■ **LIST OF TASKS**:
- 1) Translate this sentence from the passage on writing and meaning into Spanish: "For years I’ve felt as if the clock is ticking."
- 2) Please repeat the passage on writing and meaning from "For years I’ve" up to and including "of discussions moot.", swapping "work" for "book".

■ **DOCUMENT TEXT**:
* * * *
Here I don’t just mean what I’m paid to do. My writing and everything that extends from it provides for me and mine, but as important gives my life meaning. If someone asked me why I was put on earth, I’d say I was put here to bring my children into the world….and then do this.
I’m not done parenting by any stretch. But what is left for me is this.
For years I’ve felt as if the clock is ticking.
What I felt then is nothing like what I feel now.
….
I’ve been meaning to talk about Ta-Nehisi Coates’ newest work The Message for a minute.
If the election went the other way I’d suspect we’d still be talking about this work, but as I intimate above, the election made a lot of discussions moot.
* * * *
■ **DATA LINES**:
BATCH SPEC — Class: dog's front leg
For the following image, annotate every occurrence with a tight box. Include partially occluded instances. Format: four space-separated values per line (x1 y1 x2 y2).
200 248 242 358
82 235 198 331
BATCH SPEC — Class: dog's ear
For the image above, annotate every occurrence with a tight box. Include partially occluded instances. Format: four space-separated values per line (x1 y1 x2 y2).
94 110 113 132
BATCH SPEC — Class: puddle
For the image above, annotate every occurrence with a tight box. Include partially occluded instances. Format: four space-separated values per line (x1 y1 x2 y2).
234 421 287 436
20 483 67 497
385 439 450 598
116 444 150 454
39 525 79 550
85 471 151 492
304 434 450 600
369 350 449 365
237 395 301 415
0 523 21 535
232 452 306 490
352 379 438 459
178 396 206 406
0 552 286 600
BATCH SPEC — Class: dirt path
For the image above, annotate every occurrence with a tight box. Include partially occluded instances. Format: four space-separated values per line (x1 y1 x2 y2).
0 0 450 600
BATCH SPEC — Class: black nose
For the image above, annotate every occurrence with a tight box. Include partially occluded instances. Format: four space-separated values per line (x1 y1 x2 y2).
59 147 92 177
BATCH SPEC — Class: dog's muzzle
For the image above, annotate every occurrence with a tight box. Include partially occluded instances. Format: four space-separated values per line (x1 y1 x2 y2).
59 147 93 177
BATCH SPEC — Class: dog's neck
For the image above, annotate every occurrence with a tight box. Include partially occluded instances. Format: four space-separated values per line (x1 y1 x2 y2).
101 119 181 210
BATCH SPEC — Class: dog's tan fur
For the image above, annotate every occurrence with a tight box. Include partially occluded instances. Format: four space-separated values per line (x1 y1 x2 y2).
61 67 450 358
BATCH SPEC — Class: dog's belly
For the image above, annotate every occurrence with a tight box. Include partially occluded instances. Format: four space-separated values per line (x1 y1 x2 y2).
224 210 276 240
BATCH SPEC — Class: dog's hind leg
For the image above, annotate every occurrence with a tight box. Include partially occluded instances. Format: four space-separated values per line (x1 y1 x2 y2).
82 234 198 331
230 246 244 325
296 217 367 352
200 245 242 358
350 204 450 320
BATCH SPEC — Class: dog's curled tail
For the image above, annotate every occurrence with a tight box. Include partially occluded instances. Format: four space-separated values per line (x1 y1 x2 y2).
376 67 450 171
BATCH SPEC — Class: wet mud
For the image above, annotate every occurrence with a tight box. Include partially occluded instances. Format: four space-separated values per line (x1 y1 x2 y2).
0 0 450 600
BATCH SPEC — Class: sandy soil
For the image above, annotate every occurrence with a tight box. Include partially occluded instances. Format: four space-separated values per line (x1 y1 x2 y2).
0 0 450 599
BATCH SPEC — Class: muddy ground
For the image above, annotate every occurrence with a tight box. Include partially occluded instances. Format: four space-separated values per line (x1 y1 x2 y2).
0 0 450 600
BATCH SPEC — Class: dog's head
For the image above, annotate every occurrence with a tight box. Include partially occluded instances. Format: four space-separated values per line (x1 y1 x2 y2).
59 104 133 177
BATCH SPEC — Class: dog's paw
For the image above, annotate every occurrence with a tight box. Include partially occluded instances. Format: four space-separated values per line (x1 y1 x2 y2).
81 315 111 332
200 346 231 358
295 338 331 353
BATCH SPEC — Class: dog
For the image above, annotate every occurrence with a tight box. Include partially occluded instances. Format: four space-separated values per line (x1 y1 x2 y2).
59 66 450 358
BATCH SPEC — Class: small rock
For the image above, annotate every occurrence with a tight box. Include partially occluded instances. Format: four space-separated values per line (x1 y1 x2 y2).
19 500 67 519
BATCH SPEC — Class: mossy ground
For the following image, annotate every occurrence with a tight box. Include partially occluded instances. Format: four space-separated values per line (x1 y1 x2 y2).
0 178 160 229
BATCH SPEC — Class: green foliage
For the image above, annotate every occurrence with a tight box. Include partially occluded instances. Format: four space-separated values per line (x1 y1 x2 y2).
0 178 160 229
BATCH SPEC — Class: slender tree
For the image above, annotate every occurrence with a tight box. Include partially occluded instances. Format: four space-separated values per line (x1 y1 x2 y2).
* * * *
■ **RESPONSES FOR EACH TASK**:
- 1) Durante años he sentido como si el reloj estuviera corriendo.

- 2)
For years I’ve felt as if the clock is ticking.
What I felt then is nothing like what I feel now.
….
I’ve been meaning to talk about Ta-Nehisi Coates’ newest book The Message for a minute.
If the election went the other way I’d suspect we’d still be talking about this book, but as I intimate above, the election made a lot of discussions moot.